■ Problem requirements
Reproduce the data below, swapping "Place a dot" for "Mark a point" wherever it occurs and keeping everything else unchanged.

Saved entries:
.....

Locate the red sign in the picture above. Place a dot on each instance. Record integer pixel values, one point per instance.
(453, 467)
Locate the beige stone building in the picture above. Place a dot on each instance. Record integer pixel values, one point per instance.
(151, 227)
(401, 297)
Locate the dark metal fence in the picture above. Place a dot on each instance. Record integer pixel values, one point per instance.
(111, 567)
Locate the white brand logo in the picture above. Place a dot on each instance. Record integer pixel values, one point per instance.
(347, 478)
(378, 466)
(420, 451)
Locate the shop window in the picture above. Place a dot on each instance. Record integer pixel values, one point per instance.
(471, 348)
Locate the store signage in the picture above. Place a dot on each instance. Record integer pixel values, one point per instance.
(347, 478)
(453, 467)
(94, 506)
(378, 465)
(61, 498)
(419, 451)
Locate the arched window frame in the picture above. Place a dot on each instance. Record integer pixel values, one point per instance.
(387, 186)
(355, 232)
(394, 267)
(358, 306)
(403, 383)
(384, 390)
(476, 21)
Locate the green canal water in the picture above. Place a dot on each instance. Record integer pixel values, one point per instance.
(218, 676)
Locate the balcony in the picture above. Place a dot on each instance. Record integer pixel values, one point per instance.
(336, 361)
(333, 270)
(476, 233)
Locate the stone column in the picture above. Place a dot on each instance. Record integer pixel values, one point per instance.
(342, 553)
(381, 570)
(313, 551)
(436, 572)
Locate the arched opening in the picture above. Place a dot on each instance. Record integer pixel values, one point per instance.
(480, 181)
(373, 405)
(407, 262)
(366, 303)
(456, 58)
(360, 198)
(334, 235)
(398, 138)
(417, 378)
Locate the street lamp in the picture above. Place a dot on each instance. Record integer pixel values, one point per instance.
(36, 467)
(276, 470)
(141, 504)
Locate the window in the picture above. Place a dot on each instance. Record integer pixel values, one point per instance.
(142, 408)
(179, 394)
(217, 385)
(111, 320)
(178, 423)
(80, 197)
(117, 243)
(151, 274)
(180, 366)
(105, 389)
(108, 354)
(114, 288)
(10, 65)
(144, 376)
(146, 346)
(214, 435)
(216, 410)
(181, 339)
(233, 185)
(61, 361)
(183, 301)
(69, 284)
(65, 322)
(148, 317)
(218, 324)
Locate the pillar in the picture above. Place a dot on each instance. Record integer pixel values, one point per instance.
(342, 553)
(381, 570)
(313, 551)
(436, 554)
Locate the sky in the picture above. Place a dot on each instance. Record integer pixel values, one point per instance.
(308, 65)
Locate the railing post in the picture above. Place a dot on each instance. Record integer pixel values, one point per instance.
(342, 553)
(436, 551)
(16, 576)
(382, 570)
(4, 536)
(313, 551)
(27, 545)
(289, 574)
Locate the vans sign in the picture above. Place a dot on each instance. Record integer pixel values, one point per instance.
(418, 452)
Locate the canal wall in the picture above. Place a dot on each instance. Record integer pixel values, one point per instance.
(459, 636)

.....

■ The answer
Locate the red sign in the picture above. Mark a point on each instance. Record integer pixel values, one point per instance.
(453, 467)
Locate the beige stone building in the picture above. Mark a point on each instance. Record integer pixel values, one point per instance.
(151, 227)
(401, 297)
Locate the dark metal fence in the picture above. Mark a point on each instance. Record integer pixel values, one point per instance.
(111, 567)
Locate the white brand logo in the picture above. Mark a point on each instance. Record integer pixel values, one point per instance.
(347, 478)
(378, 466)
(420, 451)
Locate the shop window in the picture above. Mark a point on each instance. Record integer pixel values, one point per instance.
(471, 348)
Locate the store signage in the picture above. Mark a point on each instance. Record integer pixel values, one point per instance.
(347, 478)
(453, 467)
(94, 506)
(378, 465)
(61, 498)
(419, 451)
Locate the arched window frame in the picture above. Mark a point on each instance. Record integer pixel values, one point per instance.
(387, 186)
(355, 232)
(394, 267)
(358, 306)
(403, 383)
(384, 390)
(476, 21)
Locate the green canal water in the picture above. Mark a point on each instance. Record integer pixel values, one point per instance.
(218, 676)
Locate the balcony in the picture above. Mark a point on each instance. Record integer pixel values, one point per instance.
(336, 361)
(333, 270)
(476, 233)
Locate the stone column in the picture above. Mark a point on each instance. Record integer pixel values, one point per instance.
(342, 553)
(381, 570)
(313, 551)
(436, 572)
Locate the arched opening in the picture above. Mark a point on each instance. Record integer pixel values, one point per instance.
(480, 181)
(373, 405)
(407, 262)
(366, 303)
(456, 58)
(360, 198)
(334, 235)
(398, 138)
(417, 378)
Locate the street lamp in the picture above. Mark a point on each instance. Record integer pixel values, one point per instance.
(36, 467)
(276, 470)
(141, 504)
Locate the window in the picture above. Mark a point on each instance. Record integer pixel values, one point per instance.
(142, 408)
(179, 394)
(217, 385)
(111, 320)
(178, 423)
(80, 197)
(117, 243)
(151, 274)
(180, 366)
(105, 389)
(108, 354)
(114, 288)
(10, 65)
(144, 376)
(146, 346)
(214, 435)
(216, 410)
(181, 339)
(233, 185)
(61, 361)
(183, 301)
(69, 284)
(65, 322)
(148, 317)
(218, 324)
Locate the pillar in the picture above. Mark a point on each instance. Record integer pixel values, one point per instance.
(342, 553)
(381, 570)
(313, 551)
(436, 554)
Locate the sky in the picture above. Mark a point on each instance. Record integer pixel values, one point per instance.
(308, 65)
Locate the railing post in the picture above. Mark a point on each instance. Record integer pixel values, one point per instance.
(342, 553)
(436, 551)
(16, 576)
(382, 570)
(4, 536)
(313, 551)
(27, 545)
(289, 574)
Locate the vans sign in the picture above. Mark a point on each instance. Record integer pixel values, one point per instance.
(418, 452)
Locate the canal wall in the picture above. Mark a point on each instance. Record integer pixel values, one point per instance.
(459, 636)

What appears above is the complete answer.